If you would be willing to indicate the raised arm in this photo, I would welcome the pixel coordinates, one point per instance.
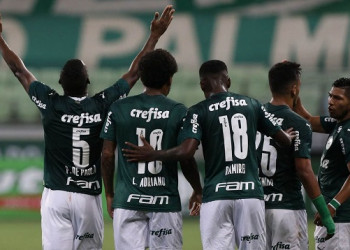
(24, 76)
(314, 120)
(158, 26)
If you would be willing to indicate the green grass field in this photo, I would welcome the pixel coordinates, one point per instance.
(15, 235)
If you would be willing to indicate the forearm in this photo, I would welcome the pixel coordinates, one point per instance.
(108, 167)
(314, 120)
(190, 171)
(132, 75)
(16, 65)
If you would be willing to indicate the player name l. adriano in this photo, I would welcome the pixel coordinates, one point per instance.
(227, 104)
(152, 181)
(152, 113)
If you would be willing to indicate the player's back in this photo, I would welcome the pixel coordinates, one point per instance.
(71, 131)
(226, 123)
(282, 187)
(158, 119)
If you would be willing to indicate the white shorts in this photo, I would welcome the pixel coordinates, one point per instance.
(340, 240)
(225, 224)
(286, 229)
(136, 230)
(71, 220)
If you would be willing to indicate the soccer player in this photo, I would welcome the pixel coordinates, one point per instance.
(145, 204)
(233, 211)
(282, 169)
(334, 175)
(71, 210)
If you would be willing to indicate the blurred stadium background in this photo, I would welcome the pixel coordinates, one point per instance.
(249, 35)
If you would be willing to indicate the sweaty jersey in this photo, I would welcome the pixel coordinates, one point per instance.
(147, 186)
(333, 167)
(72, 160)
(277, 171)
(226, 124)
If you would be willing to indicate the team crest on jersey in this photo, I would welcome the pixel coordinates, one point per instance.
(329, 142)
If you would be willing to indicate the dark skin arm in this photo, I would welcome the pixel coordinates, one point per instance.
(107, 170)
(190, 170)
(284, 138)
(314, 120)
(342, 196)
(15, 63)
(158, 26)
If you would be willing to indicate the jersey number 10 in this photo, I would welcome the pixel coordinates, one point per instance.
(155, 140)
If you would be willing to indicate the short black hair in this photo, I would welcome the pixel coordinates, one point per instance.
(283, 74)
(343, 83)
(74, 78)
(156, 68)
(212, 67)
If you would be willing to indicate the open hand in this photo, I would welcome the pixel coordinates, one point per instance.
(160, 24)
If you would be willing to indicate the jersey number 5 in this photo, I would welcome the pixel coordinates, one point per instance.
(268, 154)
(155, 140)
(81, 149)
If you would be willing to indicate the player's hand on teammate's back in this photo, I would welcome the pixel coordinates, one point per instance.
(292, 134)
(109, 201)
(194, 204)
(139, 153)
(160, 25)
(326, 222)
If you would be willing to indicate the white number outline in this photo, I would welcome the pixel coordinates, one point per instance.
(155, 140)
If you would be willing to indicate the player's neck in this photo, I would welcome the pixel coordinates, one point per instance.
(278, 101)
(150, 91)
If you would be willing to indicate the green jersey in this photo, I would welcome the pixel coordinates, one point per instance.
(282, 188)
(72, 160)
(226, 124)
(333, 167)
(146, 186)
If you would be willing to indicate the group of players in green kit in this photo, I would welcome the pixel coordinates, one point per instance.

...

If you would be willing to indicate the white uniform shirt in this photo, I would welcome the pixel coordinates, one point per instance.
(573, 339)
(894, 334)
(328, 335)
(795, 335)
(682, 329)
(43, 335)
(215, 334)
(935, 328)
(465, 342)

==

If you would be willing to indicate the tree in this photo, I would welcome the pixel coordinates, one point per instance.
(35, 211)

▶ [PROBLEM TO WORK ON]:
Gather every line from the rows above that contains the word "number", and treat case as significant.

▶ [RESPONSE TO THE EXERCISE]:
If you would be willing to indicate the jersey number 10 in this photo, I would welcome the pixel coordinates, one point per instance.
If you would be willing to indicate the jersey number 5 in this photo, I would welcome the pixel coordinates, one point per instance.
If you would be willing to indicate the white number outline in this photo, I would welcome the pixel coordinates, one point per instance.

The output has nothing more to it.